DOCUMENTO DE ORIGEN -
--------------------------------
13 enero, 2008

Los tesoros de Rajastán

Al caer la noche sobre la ciudad, en torno a las luces de las farolas se forma una aureola difusa provocada por las partículas de arena en suspensión. Esta fantasmal esfera permanece, pese al viento, como el halo de los santos cristianos en una tierra poblada por infieles. Las calles se vacían pronto de paseantes e incluso se hace infrecuente ver circular uno de los negros y amarillos "autorickshaws", omnipresentes el resto del tiempo. Para cuando vuelvo a mi hotel, después de haber estado conectado a Internet en un establecimiento cercano, toda mi ropa está cubierta de un finísimo polvillo levemente dorado. El Oceano y el Desierto siempre encuentran la manera de atravesar las puertas y los muros que les pone el hombre. Estoy en Bikaner, una ciudad al Noroeste del Estado indio de Rajastán (con una población superior a la de Francia sobre una menor extensión de terreno), y en medio del Gran Desierto Thar.

Las tres formas de transporte urbano más comunes en Rajastán: ciclomotor, trickshaw motorizado y el carro de tracción animal, camello en el caso de las poblaciones del desierto.

En Delhi, la tremenda contaminación y suciedad ambiental provocaban que las mucosidades nasales se volvieran tan negras como la capa de porquería que crecía bajo mis uñas. No importaba cuantas veces al día te lavaras o te sonaras, en la gigantesca capital la contaminación se podía, literalmente, tocar con las manos. Creo que es el sitio en el que más sucio me he sentido, pese a contar (y usar a diario) con una estupenda ducha de agua caliente en mi habitación. Ni siquiera en Mongolia, recorriendo el Desierto del Gobi durante siete días en los que no había posibilidad de ducharse (el agua era allí más que un lujo y una necesidad juntos), había sentido la roña tan enquistada en mi cuerpo.

En Bikaner, como antes en Jaisalmer o en Jaipur, es la arena la que se convierte en una segunda piel, acompañándote desde que sales a la calle hasta que vuelves, cansado, a tu habitación. Pero merece la pena porque Rajastán está llena de tesoros, deslumbrantes y coloridos unos, ocultos y sutiles otros.
--------------------------------
DATOS EXTRAÍDOS -
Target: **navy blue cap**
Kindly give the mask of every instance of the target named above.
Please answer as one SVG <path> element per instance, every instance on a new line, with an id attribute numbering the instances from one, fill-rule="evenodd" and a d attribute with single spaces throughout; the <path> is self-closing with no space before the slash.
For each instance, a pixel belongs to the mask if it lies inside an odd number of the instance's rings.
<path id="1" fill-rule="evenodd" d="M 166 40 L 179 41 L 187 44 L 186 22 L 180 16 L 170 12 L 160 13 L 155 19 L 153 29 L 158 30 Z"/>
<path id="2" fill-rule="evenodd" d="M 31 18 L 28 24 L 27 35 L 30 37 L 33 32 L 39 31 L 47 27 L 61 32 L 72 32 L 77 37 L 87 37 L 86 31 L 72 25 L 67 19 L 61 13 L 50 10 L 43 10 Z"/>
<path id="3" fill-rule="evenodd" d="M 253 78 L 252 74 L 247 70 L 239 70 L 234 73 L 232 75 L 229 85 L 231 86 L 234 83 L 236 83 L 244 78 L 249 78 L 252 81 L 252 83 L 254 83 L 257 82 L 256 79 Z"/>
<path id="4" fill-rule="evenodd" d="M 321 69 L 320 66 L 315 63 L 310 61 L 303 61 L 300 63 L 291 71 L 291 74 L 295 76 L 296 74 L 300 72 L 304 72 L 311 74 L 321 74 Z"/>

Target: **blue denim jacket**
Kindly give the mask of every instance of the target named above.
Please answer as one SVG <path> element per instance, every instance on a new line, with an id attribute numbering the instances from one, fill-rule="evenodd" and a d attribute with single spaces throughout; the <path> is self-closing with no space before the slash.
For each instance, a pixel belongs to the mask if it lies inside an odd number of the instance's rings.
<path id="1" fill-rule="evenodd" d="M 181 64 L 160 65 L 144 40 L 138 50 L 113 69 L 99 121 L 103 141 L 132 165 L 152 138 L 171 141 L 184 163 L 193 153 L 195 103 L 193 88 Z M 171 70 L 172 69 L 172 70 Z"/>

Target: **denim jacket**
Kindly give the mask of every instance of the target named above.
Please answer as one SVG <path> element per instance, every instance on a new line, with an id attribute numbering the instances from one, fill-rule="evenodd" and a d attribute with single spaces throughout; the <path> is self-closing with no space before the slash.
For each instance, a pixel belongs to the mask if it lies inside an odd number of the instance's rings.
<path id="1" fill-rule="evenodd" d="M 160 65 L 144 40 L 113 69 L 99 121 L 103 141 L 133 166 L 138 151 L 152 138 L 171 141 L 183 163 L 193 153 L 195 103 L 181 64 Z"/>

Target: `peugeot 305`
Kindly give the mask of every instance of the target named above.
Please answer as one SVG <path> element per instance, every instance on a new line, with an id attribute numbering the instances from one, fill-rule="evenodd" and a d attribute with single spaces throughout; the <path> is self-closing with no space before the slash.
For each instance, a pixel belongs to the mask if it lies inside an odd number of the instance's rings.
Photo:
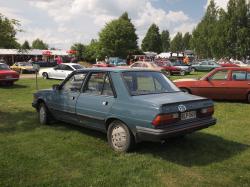
<path id="1" fill-rule="evenodd" d="M 102 131 L 118 152 L 140 141 L 164 141 L 216 123 L 213 101 L 179 90 L 163 73 L 91 68 L 34 94 L 41 124 L 52 119 Z"/>

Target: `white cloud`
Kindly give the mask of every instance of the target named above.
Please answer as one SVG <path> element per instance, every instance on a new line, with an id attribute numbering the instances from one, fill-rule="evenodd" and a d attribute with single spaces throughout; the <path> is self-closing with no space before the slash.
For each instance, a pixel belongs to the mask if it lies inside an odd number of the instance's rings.
<path id="1" fill-rule="evenodd" d="M 29 23 L 31 23 L 31 20 L 26 19 L 22 16 L 21 10 L 1 6 L 0 12 L 9 19 L 19 20 L 21 25 L 28 25 Z"/>
<path id="2" fill-rule="evenodd" d="M 211 0 L 207 0 L 207 4 L 205 6 L 205 8 L 207 8 L 207 6 L 209 5 Z M 224 10 L 226 10 L 227 8 L 227 3 L 229 0 L 214 0 L 215 4 L 220 7 L 223 8 Z"/>
<path id="3" fill-rule="evenodd" d="M 30 8 L 49 16 L 52 26 L 45 29 L 38 25 L 25 26 L 19 40 L 41 38 L 50 46 L 69 48 L 74 42 L 89 42 L 98 37 L 105 23 L 127 11 L 135 24 L 139 43 L 148 27 L 155 23 L 160 30 L 168 29 L 171 36 L 176 32 L 192 31 L 196 25 L 183 11 L 165 10 L 153 6 L 154 0 L 29 0 Z M 1 9 L 0 9 L 1 10 Z M 28 9 L 25 11 L 29 11 Z M 7 11 L 10 12 L 11 11 Z M 12 13 L 18 13 L 12 10 Z M 22 13 L 23 14 L 23 13 Z M 20 16 L 18 15 L 20 19 Z M 39 23 L 43 26 L 48 23 Z"/>

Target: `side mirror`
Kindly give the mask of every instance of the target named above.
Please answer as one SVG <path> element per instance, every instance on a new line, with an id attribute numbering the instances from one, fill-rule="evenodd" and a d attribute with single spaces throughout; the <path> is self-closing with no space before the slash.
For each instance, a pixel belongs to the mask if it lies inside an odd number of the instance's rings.
<path id="1" fill-rule="evenodd" d="M 53 90 L 59 90 L 59 84 L 54 84 L 54 85 L 52 86 L 52 89 L 53 89 Z"/>

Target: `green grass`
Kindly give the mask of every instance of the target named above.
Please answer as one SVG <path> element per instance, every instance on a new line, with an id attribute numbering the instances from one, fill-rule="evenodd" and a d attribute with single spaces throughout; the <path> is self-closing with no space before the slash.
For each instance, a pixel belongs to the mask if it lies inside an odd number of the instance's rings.
<path id="1" fill-rule="evenodd" d="M 57 82 L 39 80 L 39 87 Z M 216 102 L 217 125 L 118 154 L 104 134 L 60 122 L 40 125 L 33 92 L 32 79 L 0 87 L 0 186 L 250 185 L 248 104 Z"/>

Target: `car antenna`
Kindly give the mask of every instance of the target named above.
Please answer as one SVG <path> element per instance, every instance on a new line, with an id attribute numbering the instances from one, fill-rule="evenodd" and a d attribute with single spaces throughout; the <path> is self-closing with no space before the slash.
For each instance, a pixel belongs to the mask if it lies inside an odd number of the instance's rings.
<path id="1" fill-rule="evenodd" d="M 40 70 L 40 66 L 38 64 L 33 64 L 33 68 L 34 68 L 34 70 L 36 72 L 36 90 L 38 90 L 37 74 L 38 74 L 38 72 Z"/>

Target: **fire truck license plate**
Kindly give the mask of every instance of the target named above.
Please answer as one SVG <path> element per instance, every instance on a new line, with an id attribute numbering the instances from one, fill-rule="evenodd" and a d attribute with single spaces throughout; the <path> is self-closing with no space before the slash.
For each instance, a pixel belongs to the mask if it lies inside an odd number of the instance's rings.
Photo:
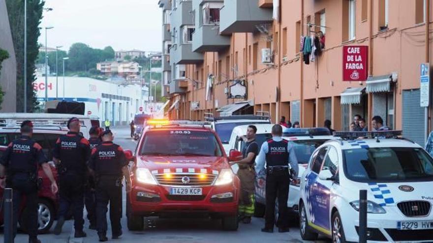
<path id="1" fill-rule="evenodd" d="M 187 195 L 201 196 L 203 189 L 199 188 L 171 188 L 170 195 Z"/>

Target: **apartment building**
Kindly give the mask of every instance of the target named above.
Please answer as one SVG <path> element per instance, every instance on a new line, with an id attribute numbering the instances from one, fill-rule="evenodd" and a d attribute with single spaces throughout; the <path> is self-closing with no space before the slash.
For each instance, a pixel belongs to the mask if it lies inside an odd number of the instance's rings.
<path id="1" fill-rule="evenodd" d="M 161 0 L 170 16 L 169 115 L 265 111 L 304 127 L 329 119 L 337 130 L 355 114 L 369 124 L 380 115 L 423 145 L 431 1 Z"/>

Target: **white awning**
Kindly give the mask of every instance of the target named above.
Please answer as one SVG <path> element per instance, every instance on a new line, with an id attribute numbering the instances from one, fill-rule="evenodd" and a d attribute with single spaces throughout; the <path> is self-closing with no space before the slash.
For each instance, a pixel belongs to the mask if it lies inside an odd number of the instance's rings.
<path id="1" fill-rule="evenodd" d="M 179 103 L 180 101 L 180 100 L 177 100 L 176 101 L 175 101 L 174 102 L 173 102 L 173 104 L 172 104 L 171 106 L 170 107 L 170 108 L 168 108 L 168 110 L 167 110 L 167 112 L 169 112 L 171 111 L 171 110 L 172 110 L 173 109 L 173 108 L 174 108 L 175 107 L 176 107 L 176 105 L 177 105 L 178 103 Z"/>
<path id="2" fill-rule="evenodd" d="M 341 96 L 340 104 L 341 105 L 360 104 L 361 96 L 365 90 L 365 87 L 347 88 L 340 94 Z"/>
<path id="3" fill-rule="evenodd" d="M 220 116 L 229 116 L 232 115 L 233 112 L 247 106 L 251 106 L 249 101 L 238 102 L 237 103 L 231 104 L 230 105 L 224 106 L 217 109 L 216 111 L 220 112 L 219 115 Z"/>
<path id="4" fill-rule="evenodd" d="M 367 85 L 366 92 L 376 93 L 378 92 L 391 91 L 391 75 L 382 76 L 370 76 L 367 79 Z"/>

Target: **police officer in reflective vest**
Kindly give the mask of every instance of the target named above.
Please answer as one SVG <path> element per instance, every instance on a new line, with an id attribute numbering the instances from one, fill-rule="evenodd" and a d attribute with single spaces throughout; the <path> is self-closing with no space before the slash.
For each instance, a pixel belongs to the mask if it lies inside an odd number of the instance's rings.
<path id="1" fill-rule="evenodd" d="M 93 149 L 89 167 L 96 182 L 96 221 L 100 242 L 107 238 L 107 206 L 110 203 L 110 220 L 113 239 L 122 235 L 120 219 L 122 208 L 122 179 L 125 178 L 126 191 L 131 190 L 127 161 L 122 147 L 113 143 L 113 134 L 106 130 L 102 143 Z"/>
<path id="2" fill-rule="evenodd" d="M 258 173 L 266 163 L 266 208 L 265 228 L 262 231 L 274 232 L 275 223 L 275 200 L 278 198 L 278 232 L 289 231 L 287 199 L 290 178 L 298 176 L 298 160 L 293 147 L 288 142 L 281 138 L 282 128 L 278 124 L 272 127 L 272 139 L 262 145 L 256 159 L 256 170 Z M 289 164 L 290 164 L 290 166 Z"/>
<path id="3" fill-rule="evenodd" d="M 54 234 L 59 235 L 62 233 L 65 215 L 72 206 L 75 238 L 87 236 L 83 230 L 83 211 L 84 188 L 88 171 L 87 162 L 91 153 L 89 141 L 79 134 L 80 127 L 78 118 L 70 118 L 67 123 L 69 132 L 60 136 L 53 151 L 53 159 L 58 167 L 60 185 L 59 219 Z"/>
<path id="4" fill-rule="evenodd" d="M 240 138 L 245 142 L 242 150 L 243 158 L 239 161 L 230 162 L 230 165 L 237 164 L 239 166 L 238 176 L 241 181 L 241 196 L 239 198 L 239 220 L 244 223 L 251 223 L 251 216 L 254 214 L 254 191 L 255 170 L 254 162 L 258 154 L 259 147 L 255 141 L 257 127 L 253 125 L 248 126 L 247 135 Z"/>
<path id="5" fill-rule="evenodd" d="M 101 144 L 101 141 L 99 136 L 99 133 L 97 127 L 91 128 L 89 135 L 90 136 L 89 142 L 91 149 L 93 149 Z M 94 180 L 93 177 L 89 174 L 84 195 L 84 204 L 86 206 L 86 210 L 87 211 L 87 219 L 90 223 L 89 228 L 93 230 L 97 229 L 95 196 Z"/>
<path id="6" fill-rule="evenodd" d="M 13 189 L 14 237 L 17 234 L 17 222 L 19 217 L 21 201 L 25 195 L 24 208 L 29 214 L 23 223 L 29 233 L 29 242 L 40 243 L 37 239 L 37 190 L 41 181 L 38 178 L 38 166 L 41 166 L 51 182 L 51 191 L 57 192 L 57 184 L 53 176 L 42 148 L 31 139 L 33 125 L 30 121 L 21 124 L 21 136 L 7 147 L 0 160 L 0 186 Z M 5 175 L 7 174 L 7 178 Z"/>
--------------------------------
LO QUE SE PIDE -
**A)** Reproduce literalmente el fragmento del texto sobre Rajastán que comienza con "En Bikaner, como" y continúa hasta "y sutiles otros.".
**B)** Según el texto sobre Rajastán, ¿es cierta cada una de estas afirmaciones? Responde sí o no y cita las palabras del texto que lo deciden. (i) Bikaner se encuentra en el Gran Desierto Thar. (ii) Durante la travesía del Desierto del Gobi era posible ducharse a diario. (iii) Al anochecer, las calles de Bikaner siguen llenas de paseantes.
**C)** Prosigue el texto sobre Rajastán a partir de su última oración.
Los registros provienen de una fuente distinta.

RESPUESTAS FINALES -
**A)**
En Bikaner, como antes en Jaisalmer o en Jaipur, es la arena la que se convierte en una segunda piel, acompañándote desde que sales a la calle hasta que vuelves, cansado, a tu habitación. Pero merece la pena porque Rajastán está llena de tesoros, deslumbrantes y coloridos unos, ocultos y sutiles otros.

**B)**
(i) Sí: «y en medio del Gran Desierto Thar».
(ii) No: «durante siete días en los que no había posibilidad de ducharse».
(iii) No: «Las calles se vacían pronto de paseantes».

**C)**
En Jodhpur os espera una colosal visión: sobre una colina de 125 metros de altura, desde el siglo XV vigila la Ciudad Azul el espectacular Fuerte Meherangarh. No es sólo un monstruo decorativo, pues ha sufrido asedios y ataques y en sus murallas se ha derramado más de una vez la sangre de los defensores Rajputs.

A sus pies, en el lado Sur, hay un laberinto de callejuelas en las que habitan casi un millón de personas. Mientras que, probablemente surgido como atracción turística, el color azul está presente en todo tipo de edificios, es en el lado Norte, en la zona original de los Brahmanes, donde tiene su sabor más auténtico y su origen más étnico.

Como un gigantesco Lego de casas de una sola planta, se desparraman las construcciones, cruzadas por callejuelas en las que transitamos pocos turistas, muchas motocicletas y alguna somnolienta vaca. Mujeres con coloridos y vistosos saris y hombres de turbante se acercan a hacer sus compras al "Mercado Sardat", que circunda la Torre del Reloj. Verduras y frutos secos, ropa y calzado, pero sobre todo especias, son los productos que más destacan en los puestos callejeros.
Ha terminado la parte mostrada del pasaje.